Referring expression data

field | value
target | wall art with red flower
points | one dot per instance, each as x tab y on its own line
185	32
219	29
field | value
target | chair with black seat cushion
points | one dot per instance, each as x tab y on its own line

_Brief_
Your output should be the lines from the one with "target | chair with black seat cushion" through the end of the records above, copied exactly.

_Answer section_
target | chair with black seat cushion
points | one dot per instance, each as x tab y on its own line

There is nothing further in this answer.